Un syndrome est un ensemble de symptômes qui « se regroupent » (du grec : syn = ensemble et
drome = courir) sans cause évidente.
Une maladie a une cause reconnaissable qui entraîne des signes et des symptômes qui se manifestent cliniquement, comme la COVID-19 ou une allergie à la poussière.
La plupart des maladies mentales sont des syndromes, c’est-à-dire des ensembles de symptômes qui ont tendance à « se regrouper ». Le Manuel diagnostique et statistique des troubles mentaux(DSM-5), le guide officiel pour diagnostiquer des troubles mentaux, aide le clinicien à poser un diagnostic sur la base des syndromes répertoriés. Le diagnostic de mon trouble bipolaire de type II est basé sur un ensemble de symptômes avec lesquels je vis et qui, comme ma congestion nasale et ma toux, pourraient en réalité être causés par un grand nombre de maladies différentes. De ce fait, les traitements psychiatriques, comme mes médicaments et ma psychothérapie, sont prescrits pour traiter les symptômes que je présente, sur la base du DSM-5 et de l’expérience clinique de mon médecin des syndromes semblables au mien et survenus chez d’autres patients, ce qui peut contribuer à expliquer pourquoi nos traitements psychiatriques sont souvent inefficaces. Dans le cas de la dépression, par exemple, seul un tiers des patients retire des bienfaits de leur premier traitement. Je suis aux prises avec un épisode dépressif de mon trouble bipolaire de type II depuis près de deux ans maintenant, et j’ai essayé plusieurs traitements et approches thérapeutiques, sans toutefois parvenir à soulager mes symptômes. Tout comme un antibiotique ne soulagera pas mon nez qui coule ni ma toux si la maladie s’avère virale, les divers traitements que j’essaie pour soulager ma dépression bipolaire ne s’attaquent probablement pas à la maladie sous-jacente.
Je crois qu’il y a des états pathologiques concrets qui sous-tendent les syndromes psychiatriques. Avant que nous disposions de microscopes pour scruter les virus et les bactéries, chaque toux et chaque éternuement étaient considérés comme équivalents les uns aux autres. Je pense que des progrès médicaux et scientifiques considérables seront nécessaires pour déceler les états pathologiques qui sous-tendent les syndromes psychiatriques. Cependant, nous ne partons pas de rien. Par exemple, la recherche a permis de découvrir la bactérie responsable de la neurosyphilis et le repliement défectueux des protéines dans le cerveau des personnes atteintes de la maladie d’Alzheimer. Des technologies d’imagerie optique du cerveau et même des tests sanguins sont en voie de perfectionnement. Nous sommes aujourd’hui plus près que jamais de comprendre les pathologies liées aux syndromes psychiatriques.
En attendant, le mieux que nous pouvons faire lorsque nous ressentons les symptômes désagréables de la maladie mentale est de prendre soin de nous du mieux que nous pouvons, de bien nous reposer et de consulter un médecin lorsque les symptômes s’aggravent ou que de nouveaux symptômes apparaissent. Nous devons continuer d’œuvrer pour une science de qualité et ne pas perdre espoir. Il est possible, voire probable, que les sciences médicales découvrent une nouvelle maladie psychiatrique qui permettra d’élucider le mystère entourant les causes et les traitements de ces pathologies qui causent tant de souffrances.
Mais, en attendant, ma soupe au poulet et mon thé citronné commencent à refroidir, et mon oreiller me réclame. Avez-vous des suggestions de bonnes séries que je pourrais regarder en rafale?
============
Extrayez mot pour mot le passage du texte sur les syndromes psychiatriques compris entre « Je crois qu’il » et « aux syndromes psychiatriques. », ces deux extrémités incluses. Ces entrées n'ont aucun lien avec le texte sur les syndromes psychiatriques.

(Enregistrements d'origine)
============
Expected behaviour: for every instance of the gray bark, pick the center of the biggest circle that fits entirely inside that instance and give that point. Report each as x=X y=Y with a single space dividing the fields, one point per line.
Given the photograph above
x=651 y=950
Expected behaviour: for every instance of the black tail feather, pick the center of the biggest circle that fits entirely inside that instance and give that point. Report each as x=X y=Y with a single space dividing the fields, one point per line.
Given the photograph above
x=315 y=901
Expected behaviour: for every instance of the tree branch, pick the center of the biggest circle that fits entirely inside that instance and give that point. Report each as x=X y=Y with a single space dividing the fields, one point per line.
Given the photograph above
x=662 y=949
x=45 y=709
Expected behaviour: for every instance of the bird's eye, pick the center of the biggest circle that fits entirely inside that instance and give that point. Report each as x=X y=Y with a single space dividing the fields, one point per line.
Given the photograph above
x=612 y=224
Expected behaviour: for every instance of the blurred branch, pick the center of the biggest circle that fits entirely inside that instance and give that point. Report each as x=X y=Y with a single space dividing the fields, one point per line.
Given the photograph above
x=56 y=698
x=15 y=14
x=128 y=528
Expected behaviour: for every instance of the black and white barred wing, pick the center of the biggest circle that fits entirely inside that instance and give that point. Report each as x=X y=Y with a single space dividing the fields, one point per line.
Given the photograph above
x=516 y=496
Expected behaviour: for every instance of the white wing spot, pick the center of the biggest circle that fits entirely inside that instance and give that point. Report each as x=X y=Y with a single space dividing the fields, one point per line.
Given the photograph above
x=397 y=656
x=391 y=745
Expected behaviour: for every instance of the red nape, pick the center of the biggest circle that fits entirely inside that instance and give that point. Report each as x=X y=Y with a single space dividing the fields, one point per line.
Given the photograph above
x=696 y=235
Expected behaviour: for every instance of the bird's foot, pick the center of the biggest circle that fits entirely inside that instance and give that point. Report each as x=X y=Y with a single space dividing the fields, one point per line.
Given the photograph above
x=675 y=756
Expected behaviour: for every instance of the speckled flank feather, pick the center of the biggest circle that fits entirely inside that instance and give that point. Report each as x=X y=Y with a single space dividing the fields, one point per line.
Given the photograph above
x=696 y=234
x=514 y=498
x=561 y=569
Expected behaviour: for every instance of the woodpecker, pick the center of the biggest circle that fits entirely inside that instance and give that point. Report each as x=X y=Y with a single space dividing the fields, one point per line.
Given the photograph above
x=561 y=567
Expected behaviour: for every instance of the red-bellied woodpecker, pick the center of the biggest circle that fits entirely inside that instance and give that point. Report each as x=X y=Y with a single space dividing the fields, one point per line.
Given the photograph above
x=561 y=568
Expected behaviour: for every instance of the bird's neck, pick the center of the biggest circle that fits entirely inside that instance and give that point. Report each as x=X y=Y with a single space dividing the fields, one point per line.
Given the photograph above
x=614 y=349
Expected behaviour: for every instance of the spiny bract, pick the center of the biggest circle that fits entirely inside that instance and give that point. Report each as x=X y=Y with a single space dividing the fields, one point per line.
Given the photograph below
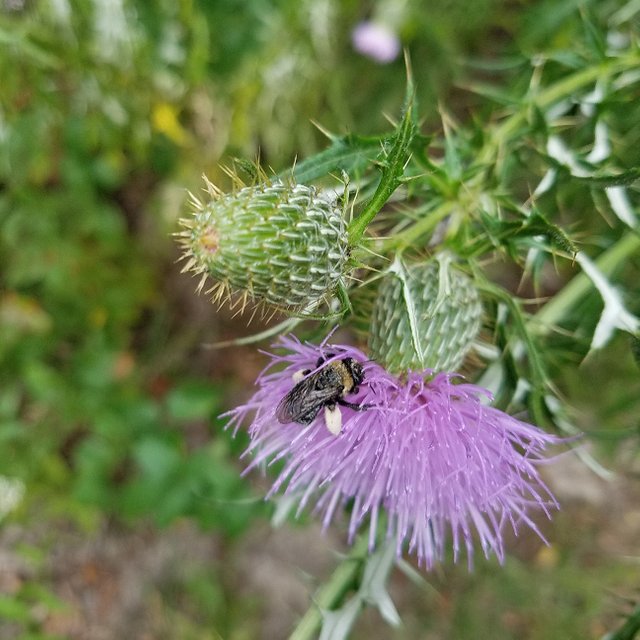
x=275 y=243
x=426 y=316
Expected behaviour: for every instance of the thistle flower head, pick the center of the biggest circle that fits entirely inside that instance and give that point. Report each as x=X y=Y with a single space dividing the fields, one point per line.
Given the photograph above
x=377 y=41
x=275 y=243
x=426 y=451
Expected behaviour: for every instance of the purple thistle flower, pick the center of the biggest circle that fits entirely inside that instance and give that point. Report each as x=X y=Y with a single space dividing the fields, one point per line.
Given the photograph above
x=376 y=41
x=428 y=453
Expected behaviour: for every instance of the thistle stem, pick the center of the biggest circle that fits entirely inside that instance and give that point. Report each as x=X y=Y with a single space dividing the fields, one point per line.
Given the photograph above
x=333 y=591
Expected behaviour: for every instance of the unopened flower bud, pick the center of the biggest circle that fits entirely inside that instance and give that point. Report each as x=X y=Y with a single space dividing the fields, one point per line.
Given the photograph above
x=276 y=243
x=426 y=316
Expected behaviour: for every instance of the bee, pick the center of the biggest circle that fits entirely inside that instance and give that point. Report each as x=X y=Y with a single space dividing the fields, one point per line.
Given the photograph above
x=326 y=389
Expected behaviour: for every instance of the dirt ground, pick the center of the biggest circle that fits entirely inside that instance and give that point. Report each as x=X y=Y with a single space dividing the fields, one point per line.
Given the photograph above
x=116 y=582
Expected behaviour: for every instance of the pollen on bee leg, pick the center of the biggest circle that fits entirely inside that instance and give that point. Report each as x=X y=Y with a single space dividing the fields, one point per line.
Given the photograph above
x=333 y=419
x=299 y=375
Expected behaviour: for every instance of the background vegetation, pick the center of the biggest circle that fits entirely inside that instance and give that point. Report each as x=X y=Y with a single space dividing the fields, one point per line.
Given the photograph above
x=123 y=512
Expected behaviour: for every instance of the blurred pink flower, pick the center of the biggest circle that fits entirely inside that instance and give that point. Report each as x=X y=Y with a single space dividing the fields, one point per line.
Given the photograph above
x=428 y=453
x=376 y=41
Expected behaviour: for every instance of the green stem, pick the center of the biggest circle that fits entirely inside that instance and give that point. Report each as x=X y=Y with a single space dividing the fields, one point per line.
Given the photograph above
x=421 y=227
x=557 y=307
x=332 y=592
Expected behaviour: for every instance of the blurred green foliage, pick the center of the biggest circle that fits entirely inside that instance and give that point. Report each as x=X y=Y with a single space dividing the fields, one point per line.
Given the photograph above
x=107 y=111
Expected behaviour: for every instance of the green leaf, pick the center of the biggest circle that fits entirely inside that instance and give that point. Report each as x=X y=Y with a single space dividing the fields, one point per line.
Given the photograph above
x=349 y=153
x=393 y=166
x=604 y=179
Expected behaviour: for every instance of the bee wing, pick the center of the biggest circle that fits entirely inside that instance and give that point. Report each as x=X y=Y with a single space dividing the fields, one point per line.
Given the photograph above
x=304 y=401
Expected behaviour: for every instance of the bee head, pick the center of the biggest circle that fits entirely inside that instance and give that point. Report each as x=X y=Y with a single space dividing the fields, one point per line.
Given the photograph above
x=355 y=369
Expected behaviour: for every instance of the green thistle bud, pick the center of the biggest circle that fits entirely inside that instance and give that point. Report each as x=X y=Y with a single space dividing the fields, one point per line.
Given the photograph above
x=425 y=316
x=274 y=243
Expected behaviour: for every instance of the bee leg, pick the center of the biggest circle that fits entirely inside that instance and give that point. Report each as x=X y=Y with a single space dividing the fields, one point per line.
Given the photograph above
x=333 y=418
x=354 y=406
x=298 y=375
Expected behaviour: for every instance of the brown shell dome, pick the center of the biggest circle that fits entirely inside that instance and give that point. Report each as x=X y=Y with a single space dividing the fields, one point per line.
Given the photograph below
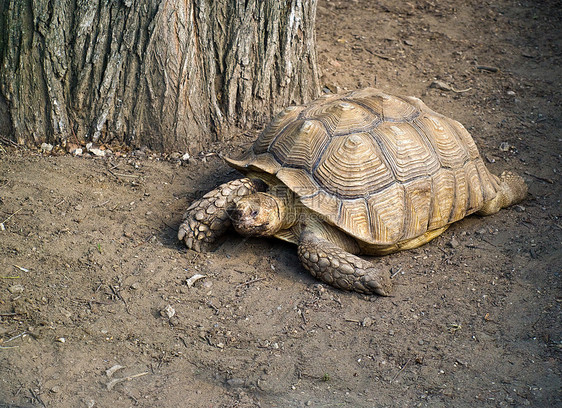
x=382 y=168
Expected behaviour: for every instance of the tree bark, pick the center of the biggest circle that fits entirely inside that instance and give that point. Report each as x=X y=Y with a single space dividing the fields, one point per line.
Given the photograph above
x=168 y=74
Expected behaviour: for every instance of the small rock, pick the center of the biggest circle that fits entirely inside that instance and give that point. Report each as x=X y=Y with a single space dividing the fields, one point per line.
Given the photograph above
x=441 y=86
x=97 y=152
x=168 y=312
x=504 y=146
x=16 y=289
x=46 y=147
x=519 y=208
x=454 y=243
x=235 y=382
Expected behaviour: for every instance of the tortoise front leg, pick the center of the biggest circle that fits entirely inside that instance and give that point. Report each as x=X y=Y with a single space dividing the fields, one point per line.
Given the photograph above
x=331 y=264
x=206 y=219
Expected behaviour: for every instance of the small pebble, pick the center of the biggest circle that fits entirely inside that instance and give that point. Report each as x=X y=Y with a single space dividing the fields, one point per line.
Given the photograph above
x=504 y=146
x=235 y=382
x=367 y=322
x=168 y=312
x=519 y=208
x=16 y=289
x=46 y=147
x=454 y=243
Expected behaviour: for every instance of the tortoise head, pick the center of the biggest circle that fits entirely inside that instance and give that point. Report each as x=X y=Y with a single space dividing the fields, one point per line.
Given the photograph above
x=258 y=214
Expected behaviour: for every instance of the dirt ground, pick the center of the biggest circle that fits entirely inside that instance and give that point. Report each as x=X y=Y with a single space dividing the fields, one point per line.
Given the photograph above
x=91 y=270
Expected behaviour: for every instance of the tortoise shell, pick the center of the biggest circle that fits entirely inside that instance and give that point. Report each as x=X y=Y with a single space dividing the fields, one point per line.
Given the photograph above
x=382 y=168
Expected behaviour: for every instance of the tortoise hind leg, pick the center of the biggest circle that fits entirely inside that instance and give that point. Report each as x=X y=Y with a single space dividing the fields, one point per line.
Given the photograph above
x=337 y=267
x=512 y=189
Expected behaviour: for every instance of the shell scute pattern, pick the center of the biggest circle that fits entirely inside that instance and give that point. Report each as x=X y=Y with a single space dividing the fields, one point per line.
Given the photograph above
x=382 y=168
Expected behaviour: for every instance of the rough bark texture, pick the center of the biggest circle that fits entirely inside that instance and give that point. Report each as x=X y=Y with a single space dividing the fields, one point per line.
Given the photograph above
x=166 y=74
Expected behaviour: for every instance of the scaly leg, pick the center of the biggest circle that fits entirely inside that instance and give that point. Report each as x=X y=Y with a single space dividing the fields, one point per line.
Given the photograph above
============
- **RÉPONSE RÉDIGÉE**:
Je crois qu’il y a des états pathologiques concrets qui sous-tendent les syndromes psychiatriques. Avant que nous disposions de microscopes pour scruter les virus et les bactéries, chaque toux et chaque éternuement étaient considérés comme équivalents les uns aux autres. Je pense que des progrès médicaux et scientifiques considérables seront nécessaires pour déceler les états pathologiques qui sous-tendent les syndromes psychiatriques. Cependant, nous ne partons pas de rien. Par exemple, la recherche a permis de découvrir la bactérie responsable de la neurosyphilis et le repliement défectueux des protéines dans le cerveau des personnes atteintes de la maladie d’Alzheimer. Des technologies d’imagerie optique du cerveau et même des tests sanguins sont en voie de perfectionnement. Nous sommes aujourd’hui plus près que jamais de comprendre les pathologies liées aux syndromes psychiatriques.